● Extract

#### Dynamics of stochastic gradient descent for two-layer neural networks in the teacher-student setup

Part of Advances in Neural Information Processing Systems 32 (NeurIPS 2019)

#### Authors

*Sebastian Goldt, Madhu Advani, Andrew M. Saxe, Florent Krzakala, Lenka Zdeborová*

#### Abstract

Deep neural networks achieve stellar generalisation even when they have enough
parameters to easily fit all their training data. We study this phenomenon by
analysing the dynamics and the performance of over-parameterised two-layer
neural networks in the teacher-student setup, where one network, the student,
is trained on data generated by another network, called the teacher. We show
how the dynamics of stochastic gradient descent (SGD) is captured by a set of
differential equations and prove that this description is asymptotically exact
in the limit of large inputs. Using this framework, we calculate the final
generalisation error of student networks that have more parameters than their
teachers. We find that the final generalisation error of the student increases
with network size when training only the first layer, but stays constant or
even decreases with size when training both layers. We show that these
different behaviours have their root in the different solutions SGD finds for
different activation functions. Our results indicate that achieving good
generalisation in neural networks goes beyond the properties of SGD alone and
depends on the interplay of at least the algorithm, the model architecture,
and the data set.

● Given request 1
Retype the portion of the paper listing between "#### Dynamics of" and "32 (NeurIPS 2019)", inclusive.
The rows that come after this have no connection to the paper listing.

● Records
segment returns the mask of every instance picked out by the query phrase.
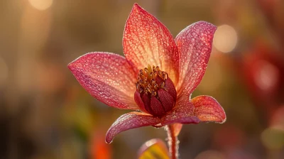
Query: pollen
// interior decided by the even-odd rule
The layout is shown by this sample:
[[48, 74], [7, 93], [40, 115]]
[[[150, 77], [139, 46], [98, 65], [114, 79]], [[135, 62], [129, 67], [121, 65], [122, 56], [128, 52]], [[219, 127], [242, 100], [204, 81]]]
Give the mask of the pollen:
[[168, 78], [167, 72], [161, 71], [158, 66], [150, 65], [147, 67], [139, 70], [136, 83], [136, 89], [140, 94], [147, 94], [157, 98], [157, 91], [165, 88], [165, 80]]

● Given request 2
Echo all of the rows above line for line, leaving the pictures out of your answer.

● Correct output 1
#### Dynamics of stochastic gradient descent for two-layer neural networks in the teacher-student setup

Part of Advances in Neural Information Processing Systems 32 (NeurIPS 2019)

● Correct output 2
segment returns the mask of every instance picked out by the query phrase.
Query: pollen
// interior decided by the even-odd rule
The layout is shown by this sample:
[[48, 74], [7, 93], [40, 115]]
[[[150, 77], [139, 46], [98, 65], [114, 79]], [[135, 62], [129, 67], [121, 65], [122, 56], [128, 52]], [[219, 127], [242, 100], [204, 81]]]
Give the mask of the pollen:
[[168, 78], [167, 72], [161, 71], [158, 66], [150, 65], [147, 67], [139, 70], [136, 83], [136, 89], [140, 94], [147, 94], [157, 98], [157, 91], [165, 88], [165, 80]]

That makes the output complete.